- **Exercise details**: Change every "evenodd" in the records below to "nonzero", and reproduce the records with everything else unchanged. Leave the pictures out of your answer.

- **Extracted material**:
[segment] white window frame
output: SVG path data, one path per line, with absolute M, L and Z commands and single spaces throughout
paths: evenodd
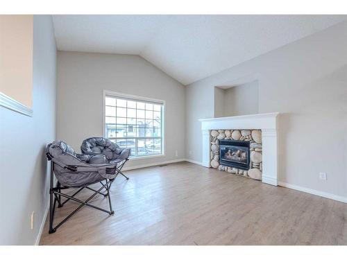
M 162 103 L 162 154 L 160 155 L 144 155 L 144 156 L 138 156 L 136 157 L 130 157 L 129 158 L 130 160 L 138 160 L 138 159 L 151 159 L 151 158 L 156 158 L 156 157 L 162 157 L 166 156 L 165 153 L 165 101 L 163 100 L 160 100 L 160 99 L 155 99 L 155 98 L 147 98 L 144 96 L 135 96 L 135 95 L 130 95 L 127 94 L 124 94 L 124 93 L 119 93 L 119 92 L 115 92 L 112 90 L 103 90 L 103 135 L 105 138 L 108 138 L 106 137 L 106 122 L 105 122 L 105 116 L 106 116 L 106 113 L 105 113 L 105 98 L 106 96 L 115 96 L 119 98 L 123 98 L 125 99 L 135 99 L 138 100 L 139 101 L 148 101 L 148 102 L 154 102 L 154 103 Z M 144 137 L 146 139 L 146 137 Z M 149 137 L 150 139 L 151 137 Z M 121 138 L 124 139 L 124 138 Z M 143 139 L 142 137 L 132 137 L 131 139 Z

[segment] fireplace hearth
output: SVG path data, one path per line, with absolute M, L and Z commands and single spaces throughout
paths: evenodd
M 249 169 L 249 141 L 230 139 L 222 139 L 219 141 L 220 164 L 243 170 Z

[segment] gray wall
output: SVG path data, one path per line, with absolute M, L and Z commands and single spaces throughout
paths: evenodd
M 44 150 L 56 138 L 56 64 L 51 17 L 35 15 L 33 116 L 0 107 L 1 245 L 33 245 L 44 219 L 49 173 Z
M 137 55 L 58 53 L 59 139 L 79 152 L 83 139 L 102 136 L 103 90 L 112 90 L 166 101 L 166 156 L 130 161 L 127 166 L 185 158 L 184 86 Z
M 225 89 L 223 96 L 224 116 L 257 114 L 259 112 L 257 81 Z
M 344 22 L 187 86 L 187 157 L 201 162 L 198 119 L 213 117 L 214 87 L 256 76 L 259 112 L 282 113 L 279 180 L 346 197 L 346 46 Z
M 214 117 L 257 114 L 258 82 L 214 87 Z

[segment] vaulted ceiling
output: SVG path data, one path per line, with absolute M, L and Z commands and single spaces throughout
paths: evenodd
M 53 15 L 58 50 L 139 55 L 188 85 L 346 15 Z

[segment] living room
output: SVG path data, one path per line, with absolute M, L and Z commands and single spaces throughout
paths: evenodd
M 0 244 L 347 245 L 346 15 L 0 26 Z

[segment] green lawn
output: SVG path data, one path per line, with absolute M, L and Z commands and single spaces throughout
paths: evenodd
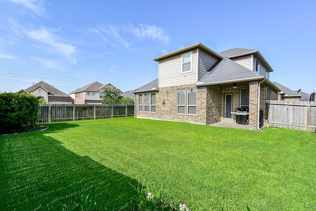
M 0 210 L 61 210 L 88 195 L 97 209 L 131 210 L 138 183 L 175 207 L 316 210 L 315 133 L 133 118 L 45 125 L 0 136 Z

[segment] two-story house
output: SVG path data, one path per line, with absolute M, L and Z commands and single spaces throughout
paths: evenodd
M 110 83 L 103 84 L 95 81 L 71 92 L 69 95 L 75 100 L 75 104 L 102 105 L 102 91 L 104 88 L 108 87 L 115 88 Z
M 249 129 L 257 130 L 266 119 L 266 101 L 277 100 L 280 91 L 258 50 L 216 53 L 198 43 L 153 60 L 158 79 L 134 91 L 137 118 L 208 125 L 238 122 L 238 110 Z
M 72 104 L 74 99 L 67 94 L 62 92 L 53 86 L 41 81 L 33 86 L 22 89 L 18 93 L 33 94 L 38 99 L 44 98 L 49 104 Z

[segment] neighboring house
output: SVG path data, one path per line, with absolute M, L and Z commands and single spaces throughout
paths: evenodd
M 75 100 L 75 104 L 102 105 L 103 104 L 103 89 L 108 87 L 115 88 L 110 83 L 103 84 L 95 81 L 71 92 L 69 95 Z
M 218 53 L 198 43 L 153 60 L 158 79 L 133 92 L 137 118 L 236 122 L 234 112 L 241 108 L 248 111 L 249 129 L 257 130 L 266 120 L 266 101 L 277 100 L 281 91 L 269 80 L 273 70 L 258 50 Z
M 300 101 L 300 99 L 302 97 L 302 95 L 300 93 L 296 91 L 292 90 L 276 82 L 274 82 L 273 83 L 281 90 L 277 93 L 278 94 L 278 101 Z
M 298 93 L 302 96 L 299 101 L 310 101 L 311 95 L 300 91 L 298 91 Z
M 316 91 L 311 94 L 310 101 L 316 101 Z
M 52 86 L 40 81 L 26 89 L 22 89 L 18 93 L 33 94 L 38 99 L 44 98 L 49 104 L 72 104 L 74 99 L 67 94 L 56 89 Z
M 126 91 L 126 92 L 123 93 L 123 94 L 122 94 L 121 96 L 123 97 L 128 97 L 134 100 L 134 93 L 132 92 L 133 91 L 133 90 Z

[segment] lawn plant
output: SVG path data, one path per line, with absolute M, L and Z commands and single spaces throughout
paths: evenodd
M 129 117 L 45 124 L 0 136 L 0 210 L 146 210 L 139 199 L 174 210 L 316 210 L 315 133 Z

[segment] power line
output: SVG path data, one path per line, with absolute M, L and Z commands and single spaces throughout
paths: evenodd
M 36 77 L 36 76 L 29 76 L 29 75 L 23 75 L 23 74 L 22 74 L 12 73 L 11 73 L 11 72 L 4 72 L 3 71 L 0 71 L 0 72 L 4 72 L 4 73 L 5 73 L 12 74 L 14 74 L 14 75 L 22 75 L 22 76 L 24 76 L 32 77 L 33 77 L 33 78 L 44 79 L 48 79 L 48 80 L 56 80 L 56 81 L 57 81 L 67 82 L 69 82 L 69 83 L 75 83 L 75 84 L 85 84 L 84 83 L 77 83 L 77 82 L 72 82 L 72 81 L 64 81 L 64 80 L 55 80 L 55 79 L 51 79 L 51 78 L 41 78 L 41 77 Z M 8 77 L 14 77 L 14 76 L 10 76 L 10 75 L 1 75 L 1 74 L 0 74 L 0 75 L 8 76 Z M 42 80 L 41 79 L 40 80 Z

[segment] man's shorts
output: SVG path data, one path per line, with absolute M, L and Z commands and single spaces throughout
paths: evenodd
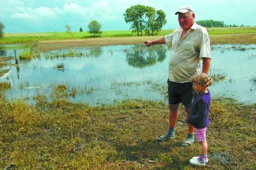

- **Result for this task**:
[segment] white window frame
output: SVG path data, one path per line, with absolute M, L and Z commands and single spaces throughout
paths: nonzero
M 162 103 L 162 154 L 160 155 L 144 155 L 144 156 L 138 156 L 136 157 L 130 157 L 129 158 L 130 160 L 138 160 L 138 159 L 151 159 L 151 158 L 156 158 L 156 157 L 162 157 L 166 156 L 165 153 L 165 101 L 163 100 L 160 100 L 160 99 L 155 99 L 155 98 L 147 98 L 144 96 L 135 96 L 135 95 L 130 95 L 127 94 L 124 94 L 124 93 L 119 93 L 119 92 L 115 92 L 112 90 L 103 90 L 103 135 L 105 138 L 108 138 L 106 137 L 106 122 L 105 122 L 105 116 L 106 116 L 106 113 L 105 113 L 105 98 L 106 96 L 115 96 L 119 98 L 123 98 L 125 99 L 135 99 L 138 100 L 139 101 L 148 101 L 148 102 L 154 102 L 154 103 Z M 144 137 L 146 139 L 146 137 Z M 149 137 L 150 139 L 151 137 Z M 121 138 L 124 139 L 124 138 Z M 143 139 L 142 137 L 132 137 L 131 139 Z

[segment] fireplace hearth
output: SVG path data, one path per line, with absolute M, L and Z commands and single spaces throughout
paths: nonzero
M 249 169 L 249 141 L 230 139 L 222 139 L 219 141 L 220 164 L 243 170 Z

[segment] gray wall
output: SVG path data, one path per line, with absolute M, L and Z commands and single spaces throughout
paths: nonzero
M 44 150 L 56 138 L 56 64 L 51 17 L 35 15 L 33 116 L 0 107 L 1 245 L 33 245 L 44 219 L 49 173 Z
M 137 55 L 58 53 L 59 139 L 79 152 L 83 139 L 102 136 L 103 90 L 112 90 L 166 101 L 166 156 L 130 161 L 127 166 L 185 158 L 184 86 Z
M 225 89 L 223 96 L 224 116 L 257 114 L 259 112 L 257 81 Z
M 344 22 L 187 86 L 187 157 L 201 162 L 198 119 L 213 117 L 214 87 L 256 76 L 259 112 L 282 113 L 279 180 L 346 197 L 346 46 Z
M 214 117 L 257 114 L 258 82 L 214 87 Z

[segment] vaulted ceiling
output: SVG path data, one path per line, with absolute M, L and Z commands and single spaces throughout
paths: nonzero
M 53 15 L 58 50 L 139 55 L 188 85 L 346 15 Z

[segment] living room
output: SVG path data, one path per line, with absolute M, L and Z commands and single spaces throughout
paths: nonzero
M 0 244 L 347 245 L 346 15 L 0 26 Z

[segment] green lawn
output: SVG path data, one path per line, with absolute M, L and Z commands and single spaces throughout
paths: nonzero
M 0 210 L 61 210 L 88 195 L 97 209 L 131 210 L 138 183 L 175 207 L 316 210 L 315 133 L 133 118 L 45 125 L 0 136 Z

[segment] two-story house
output: SVG path data, one path per line, with absolute M, L and Z commands and single spaces throughout
paths: nonzero
M 110 83 L 103 84 L 95 81 L 71 92 L 69 95 L 75 100 L 75 104 L 102 105 L 102 91 L 104 88 L 108 87 L 115 88 Z
M 249 129 L 257 130 L 266 119 L 266 101 L 277 100 L 280 91 L 258 50 L 216 53 L 198 43 L 153 60 L 158 79 L 134 91 L 137 118 L 208 125 L 238 122 L 238 110 Z
M 72 104 L 74 99 L 67 94 L 62 92 L 53 86 L 41 81 L 33 86 L 22 89 L 18 93 L 33 94 L 38 99 L 44 98 L 49 104 Z

[segment] neighboring house
output: SVG path data, one path per line, with absolute M, L and Z commands and single spaces throughout
paths: nonzero
M 75 100 L 75 104 L 102 105 L 103 104 L 103 89 L 108 87 L 115 88 L 110 83 L 103 84 L 95 81 L 71 92 L 69 95 Z
M 218 53 L 198 43 L 153 60 L 158 79 L 133 92 L 137 118 L 236 122 L 234 112 L 241 108 L 248 111 L 249 129 L 257 130 L 266 120 L 266 101 L 277 100 L 281 91 L 269 80 L 273 70 L 258 50 Z
M 300 101 L 300 99 L 302 97 L 302 95 L 300 93 L 296 91 L 292 90 L 276 82 L 274 82 L 273 83 L 281 90 L 277 93 L 278 94 L 278 101 Z
M 298 93 L 302 96 L 299 101 L 310 101 L 311 95 L 300 91 L 298 91 Z
M 316 91 L 311 94 L 310 101 L 316 101 Z
M 52 86 L 40 81 L 26 89 L 22 89 L 18 93 L 33 94 L 38 99 L 44 98 L 49 104 L 72 104 L 74 99 L 67 94 L 56 89 Z
M 126 91 L 126 92 L 123 93 L 123 94 L 122 94 L 121 96 L 123 97 L 128 97 L 134 100 L 134 93 L 132 92 L 133 91 L 133 90 Z

[segment] lawn plant
output: SVG path data, one path per line, with absolute M, L and Z commands and single spaces throughout
paths: nonzero
M 129 117 L 45 124 L 0 136 L 0 210 L 146 210 L 139 199 L 174 210 L 316 210 L 315 133 Z

[segment] power line
output: SVG path data, one path per line, with absolute M, L and Z commands and single spaces throughout
paths: nonzero
M 36 77 L 36 76 L 29 76 L 29 75 L 23 75 L 23 74 L 22 74 L 12 73 L 11 73 L 11 72 L 4 72 L 3 71 L 0 71 L 0 72 L 4 72 L 4 73 L 5 73 L 12 74 L 14 74 L 14 75 L 22 75 L 22 76 L 24 76 L 32 77 L 33 77 L 33 78 L 44 79 L 48 79 L 48 80 L 56 80 L 56 81 L 57 81 L 67 82 L 69 82 L 69 83 L 75 83 L 75 84 L 85 84 L 84 83 L 77 83 L 77 82 L 72 82 L 72 81 L 64 81 L 64 80 L 55 80 L 55 79 L 51 79 L 51 78 L 41 78 L 41 77 Z M 8 77 L 14 77 L 14 76 L 10 76 L 10 75 L 1 75 L 1 74 L 0 74 L 0 75 L 8 76 Z M 42 80 L 41 79 L 40 80 Z

[segment] man's shorts
output: SVG path data, one path per line, with absolute M, L and Z commands and single spaces throughout
paths: nonzero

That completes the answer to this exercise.